AIM: How many lines in the entries below contain the word "wall"? Reply with the number alone.

GIVEN DATA:

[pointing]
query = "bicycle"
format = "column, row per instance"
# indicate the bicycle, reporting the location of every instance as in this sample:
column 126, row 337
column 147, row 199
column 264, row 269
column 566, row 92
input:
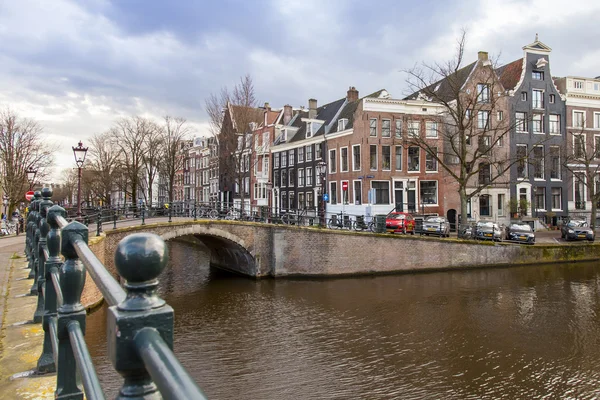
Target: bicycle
column 360, row 225
column 337, row 221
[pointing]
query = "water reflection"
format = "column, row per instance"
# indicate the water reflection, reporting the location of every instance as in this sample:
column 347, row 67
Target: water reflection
column 495, row 333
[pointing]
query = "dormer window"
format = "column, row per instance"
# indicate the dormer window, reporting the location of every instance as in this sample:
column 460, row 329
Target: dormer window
column 309, row 131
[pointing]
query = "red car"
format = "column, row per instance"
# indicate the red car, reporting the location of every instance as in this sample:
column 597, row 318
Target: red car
column 400, row 222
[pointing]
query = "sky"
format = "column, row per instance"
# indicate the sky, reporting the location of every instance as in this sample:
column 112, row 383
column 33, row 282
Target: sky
column 77, row 66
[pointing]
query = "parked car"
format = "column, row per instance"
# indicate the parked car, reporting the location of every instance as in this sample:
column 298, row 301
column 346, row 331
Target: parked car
column 487, row 230
column 520, row 232
column 436, row 226
column 400, row 222
column 577, row 229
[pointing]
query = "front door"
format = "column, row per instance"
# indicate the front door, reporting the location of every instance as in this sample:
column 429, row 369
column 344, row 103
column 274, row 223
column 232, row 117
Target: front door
column 399, row 195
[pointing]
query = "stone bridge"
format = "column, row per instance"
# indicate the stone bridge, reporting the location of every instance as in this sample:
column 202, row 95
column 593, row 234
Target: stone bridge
column 261, row 250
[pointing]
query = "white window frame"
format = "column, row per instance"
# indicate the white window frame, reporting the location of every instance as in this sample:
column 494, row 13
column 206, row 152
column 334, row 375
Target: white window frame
column 359, row 157
column 573, row 119
column 431, row 126
column 341, row 160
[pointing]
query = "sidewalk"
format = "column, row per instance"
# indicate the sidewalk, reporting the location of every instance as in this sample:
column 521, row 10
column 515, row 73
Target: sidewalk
column 20, row 339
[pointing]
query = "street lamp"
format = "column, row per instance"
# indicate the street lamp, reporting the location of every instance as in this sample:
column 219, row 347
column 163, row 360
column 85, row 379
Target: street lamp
column 79, row 153
column 31, row 176
column 322, row 170
column 5, row 202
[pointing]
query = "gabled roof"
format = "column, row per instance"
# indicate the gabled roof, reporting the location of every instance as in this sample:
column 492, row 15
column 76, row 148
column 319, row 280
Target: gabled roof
column 325, row 113
column 446, row 88
column 510, row 74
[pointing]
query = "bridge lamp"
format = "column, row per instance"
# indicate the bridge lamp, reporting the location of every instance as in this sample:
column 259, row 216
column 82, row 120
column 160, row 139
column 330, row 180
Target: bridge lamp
column 79, row 153
column 31, row 176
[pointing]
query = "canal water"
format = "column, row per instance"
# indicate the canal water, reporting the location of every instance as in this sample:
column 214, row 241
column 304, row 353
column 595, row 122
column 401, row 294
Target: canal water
column 511, row 333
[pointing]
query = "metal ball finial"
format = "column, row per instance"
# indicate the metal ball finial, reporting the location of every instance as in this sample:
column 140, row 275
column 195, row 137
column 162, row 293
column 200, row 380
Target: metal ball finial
column 141, row 257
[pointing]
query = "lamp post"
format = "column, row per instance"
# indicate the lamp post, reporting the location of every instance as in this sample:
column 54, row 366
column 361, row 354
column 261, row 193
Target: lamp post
column 31, row 176
column 5, row 202
column 322, row 169
column 79, row 153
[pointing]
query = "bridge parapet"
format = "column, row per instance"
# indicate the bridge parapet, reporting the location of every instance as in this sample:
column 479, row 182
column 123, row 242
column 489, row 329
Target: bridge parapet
column 140, row 324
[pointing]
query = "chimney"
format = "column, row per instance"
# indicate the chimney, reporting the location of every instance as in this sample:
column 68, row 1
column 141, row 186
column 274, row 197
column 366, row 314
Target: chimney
column 287, row 114
column 352, row 94
column 312, row 108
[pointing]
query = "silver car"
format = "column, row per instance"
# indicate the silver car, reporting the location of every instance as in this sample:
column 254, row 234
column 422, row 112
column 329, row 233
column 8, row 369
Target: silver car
column 436, row 226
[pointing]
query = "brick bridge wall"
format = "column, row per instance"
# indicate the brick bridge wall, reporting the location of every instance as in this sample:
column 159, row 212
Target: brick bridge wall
column 260, row 250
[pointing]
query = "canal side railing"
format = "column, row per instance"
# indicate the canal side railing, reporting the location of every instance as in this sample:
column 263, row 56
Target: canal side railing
column 139, row 323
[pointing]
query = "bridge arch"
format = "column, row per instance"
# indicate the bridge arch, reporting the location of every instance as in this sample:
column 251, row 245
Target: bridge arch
column 227, row 250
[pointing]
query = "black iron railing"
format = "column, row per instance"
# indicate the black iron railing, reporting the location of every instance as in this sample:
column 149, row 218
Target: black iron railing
column 140, row 324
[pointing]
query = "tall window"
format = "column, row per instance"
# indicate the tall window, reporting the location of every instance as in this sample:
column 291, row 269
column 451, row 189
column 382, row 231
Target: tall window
column 579, row 145
column 430, row 160
column 485, row 173
column 373, row 157
column 382, row 192
column 538, row 123
column 373, row 127
column 333, row 192
column 540, row 198
column 554, row 124
column 538, row 162
column 386, row 128
column 413, row 159
column 413, row 128
column 344, row 159
column 356, row 157
column 521, row 161
column 386, row 158
column 309, row 174
column 428, row 192
column 398, row 158
column 485, row 208
column 578, row 119
column 521, row 121
column 309, row 153
column 398, row 128
column 537, row 98
column 483, row 118
column 357, row 192
column 557, row 198
column 483, row 93
column 332, row 162
column 431, row 129
column 555, row 162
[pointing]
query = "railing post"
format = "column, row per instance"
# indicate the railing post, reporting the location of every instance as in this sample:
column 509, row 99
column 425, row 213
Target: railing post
column 139, row 258
column 41, row 275
column 46, row 362
column 99, row 223
column 72, row 279
column 34, row 245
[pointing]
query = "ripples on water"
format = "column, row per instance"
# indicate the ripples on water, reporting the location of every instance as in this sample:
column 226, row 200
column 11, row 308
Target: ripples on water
column 517, row 333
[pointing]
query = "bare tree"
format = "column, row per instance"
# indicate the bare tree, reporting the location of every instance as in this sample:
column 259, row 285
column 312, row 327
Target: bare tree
column 174, row 132
column 103, row 166
column 582, row 160
column 22, row 147
column 129, row 136
column 474, row 152
column 233, row 116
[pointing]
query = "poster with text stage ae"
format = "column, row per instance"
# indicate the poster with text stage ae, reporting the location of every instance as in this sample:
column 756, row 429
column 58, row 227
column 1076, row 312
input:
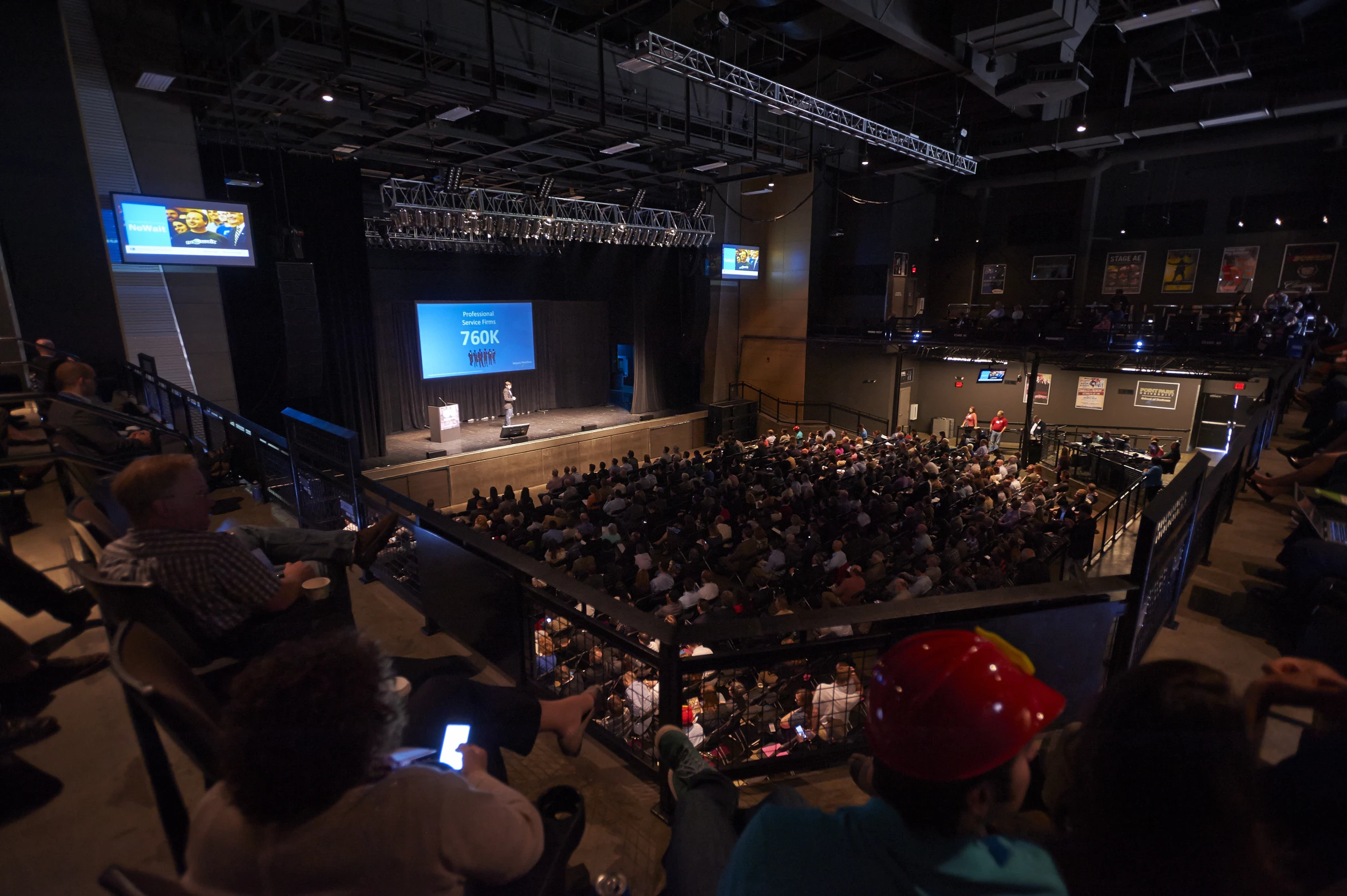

EXPECTED OUTPUT: 3